▶ What you need to do: Without changing a single word, restate the entries below.

(Point localization data)
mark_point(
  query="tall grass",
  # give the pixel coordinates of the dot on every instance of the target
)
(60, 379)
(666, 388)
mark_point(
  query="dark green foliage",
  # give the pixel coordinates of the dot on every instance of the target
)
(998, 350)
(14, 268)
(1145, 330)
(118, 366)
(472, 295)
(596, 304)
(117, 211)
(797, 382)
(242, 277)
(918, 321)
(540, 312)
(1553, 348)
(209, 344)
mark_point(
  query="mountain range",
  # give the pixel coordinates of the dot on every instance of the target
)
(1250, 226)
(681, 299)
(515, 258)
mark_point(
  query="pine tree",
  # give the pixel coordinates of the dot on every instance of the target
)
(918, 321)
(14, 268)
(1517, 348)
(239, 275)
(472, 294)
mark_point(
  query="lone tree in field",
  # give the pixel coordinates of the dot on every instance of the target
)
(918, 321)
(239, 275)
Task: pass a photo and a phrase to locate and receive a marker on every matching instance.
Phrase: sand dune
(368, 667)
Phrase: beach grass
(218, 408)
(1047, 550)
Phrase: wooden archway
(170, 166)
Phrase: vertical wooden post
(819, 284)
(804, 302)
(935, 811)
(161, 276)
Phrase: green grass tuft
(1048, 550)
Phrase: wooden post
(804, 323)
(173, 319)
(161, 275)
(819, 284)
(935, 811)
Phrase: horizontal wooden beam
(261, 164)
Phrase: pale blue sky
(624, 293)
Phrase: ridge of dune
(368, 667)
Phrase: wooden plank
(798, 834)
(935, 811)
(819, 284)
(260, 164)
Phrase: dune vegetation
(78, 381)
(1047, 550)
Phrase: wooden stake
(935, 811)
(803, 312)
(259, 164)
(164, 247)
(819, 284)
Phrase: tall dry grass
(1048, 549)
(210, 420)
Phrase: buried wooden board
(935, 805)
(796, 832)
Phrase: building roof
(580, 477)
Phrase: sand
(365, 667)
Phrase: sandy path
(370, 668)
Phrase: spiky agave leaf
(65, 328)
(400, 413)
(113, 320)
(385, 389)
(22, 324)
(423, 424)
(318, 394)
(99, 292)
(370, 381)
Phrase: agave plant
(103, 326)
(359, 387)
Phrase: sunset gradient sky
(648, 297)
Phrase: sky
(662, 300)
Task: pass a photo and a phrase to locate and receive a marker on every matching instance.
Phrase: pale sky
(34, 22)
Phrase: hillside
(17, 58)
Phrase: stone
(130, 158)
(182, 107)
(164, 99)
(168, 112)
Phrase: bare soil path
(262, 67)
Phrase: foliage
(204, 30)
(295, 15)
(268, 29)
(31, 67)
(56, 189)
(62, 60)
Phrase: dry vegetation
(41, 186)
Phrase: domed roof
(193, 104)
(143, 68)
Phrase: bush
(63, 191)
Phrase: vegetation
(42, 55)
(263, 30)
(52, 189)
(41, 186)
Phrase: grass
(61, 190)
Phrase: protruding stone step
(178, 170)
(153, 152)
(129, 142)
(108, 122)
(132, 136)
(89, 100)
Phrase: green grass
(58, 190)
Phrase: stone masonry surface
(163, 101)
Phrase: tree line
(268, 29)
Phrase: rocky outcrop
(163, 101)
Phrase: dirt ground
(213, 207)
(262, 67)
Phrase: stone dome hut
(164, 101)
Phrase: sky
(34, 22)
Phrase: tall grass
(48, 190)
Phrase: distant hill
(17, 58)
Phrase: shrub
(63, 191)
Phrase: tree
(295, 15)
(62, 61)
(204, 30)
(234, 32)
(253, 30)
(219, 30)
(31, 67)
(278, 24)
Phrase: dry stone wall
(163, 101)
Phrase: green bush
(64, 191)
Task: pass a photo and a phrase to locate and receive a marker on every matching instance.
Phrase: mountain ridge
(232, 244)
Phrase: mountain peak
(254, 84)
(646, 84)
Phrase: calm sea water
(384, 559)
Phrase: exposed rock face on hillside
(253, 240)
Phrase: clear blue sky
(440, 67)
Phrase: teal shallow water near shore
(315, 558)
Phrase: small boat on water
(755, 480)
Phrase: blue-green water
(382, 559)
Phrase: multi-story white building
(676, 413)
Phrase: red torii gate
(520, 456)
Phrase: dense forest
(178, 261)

▶ Output:
mark_point(
  query="tall grass",
  # give the pixel coordinates of the dot on every instance of the target
)
(60, 379)
(666, 388)
mark_point(
  query="dark green foliage",
  # give the pixel coordinates of the dot on every instance of the target
)
(998, 350)
(14, 268)
(1145, 330)
(118, 366)
(472, 295)
(596, 304)
(117, 211)
(797, 382)
(242, 277)
(918, 321)
(540, 312)
(1553, 348)
(209, 344)
mark_point(
  query="mountain range",
  # give the pixel coordinates of the dot on every instance of the target
)
(1250, 226)
(681, 299)
(515, 258)
mark_point(
  query="pine tree",
  # give the pixel coordinates of the dot on every instance of the target
)
(918, 321)
(14, 268)
(1517, 348)
(239, 275)
(472, 294)
mark_point(
  query="lone tree in field",
  # give the pixel coordinates of the dot on every instance of the target
)
(918, 321)
(239, 275)
Task: pass a photo and a phrase to locate and receive a marker on every matching instance.
Phrase: sand dune
(368, 667)
Phrase: beach grass
(218, 408)
(1047, 550)
Phrase: wooden archway
(170, 166)
Phrase: vertical wooden post
(819, 284)
(804, 302)
(935, 811)
(161, 276)
Phrase: green grass tuft
(1048, 550)
Phrase: wooden post
(804, 323)
(173, 319)
(161, 275)
(819, 284)
(935, 811)
Phrase: horizontal wooden beam
(261, 164)
Phrase: pale blue sky
(624, 293)
Phrase: ridge of dune
(368, 667)
Phrase: wooden plank
(798, 834)
(935, 811)
(819, 284)
(260, 164)
Phrase: dune vegetation
(78, 381)
(1047, 550)
Phrase: wooden stake
(935, 811)
(803, 312)
(259, 164)
(164, 247)
(819, 284)
Phrase: tall dry grass
(1048, 549)
(210, 420)
Phrase: buried wooden board
(935, 805)
(796, 832)
Phrase: building roof
(580, 477)
Phrase: sand
(365, 667)
Phrase: sandy path
(370, 668)
Phrase: spiky agave leaf
(65, 328)
(400, 413)
(113, 320)
(385, 389)
(22, 324)
(423, 424)
(318, 394)
(99, 292)
(370, 381)
Phrase: agave plant
(103, 326)
(359, 387)
Phrase: sunset gradient sky
(648, 297)
Phrase: sky
(662, 300)
Task: pass a photo and a phrase to locate and receive a marker on every matching instance.
Phrase: pale sky
(34, 22)
Phrase: hillside
(17, 58)
Phrase: stone
(130, 158)
(182, 107)
(164, 99)
(168, 112)
Phrase: bare soil path
(262, 67)
Phrase: foliage
(204, 30)
(295, 15)
(268, 29)
(31, 67)
(56, 189)
(62, 60)
Phrase: dry vegetation
(41, 186)
Phrase: domed roof
(193, 104)
(143, 68)
Phrase: bush
(63, 191)
Phrase: vegetation
(42, 55)
(263, 30)
(52, 189)
(41, 186)
Phrase: grass
(61, 190)
Phrase: protruding stone step
(178, 170)
(153, 152)
(129, 142)
(108, 122)
(132, 136)
(89, 100)
Phrase: green grass
(58, 190)
Phrase: stone masonry surface
(163, 101)
Phrase: tree line
(268, 29)
Phrase: rocky outcrop
(163, 101)
Phrase: dirt ground
(213, 207)
(262, 67)
Phrase: stone dome hut
(164, 101)
Phrase: sky
(34, 22)
Phrase: tall grass
(48, 190)
Phrase: distant hill
(17, 58)
Phrase: shrub
(63, 191)
Phrase: tree
(295, 15)
(62, 61)
(204, 30)
(234, 32)
(253, 30)
(219, 30)
(31, 67)
(278, 24)
Phrase: dry stone wall
(163, 101)
Phrase: green bush
(64, 191)
Task: pass a photo and a phrase to locate and receive a marker on every matching instance.
Phrase: mountain ridge
(232, 244)
Phrase: mountain peak
(254, 84)
(646, 84)
Phrase: calm sea water
(384, 559)
Phrase: exposed rock face on hillside
(253, 240)
Phrase: clear blue sky
(440, 67)
Phrase: teal shallow water near shore
(315, 558)
Phrase: small boat on water
(755, 480)
Phrase: blue-green water
(382, 559)
Phrase: multi-story white building
(676, 413)
Phrase: red torii gate
(520, 456)
Phrase: dense forest
(178, 261)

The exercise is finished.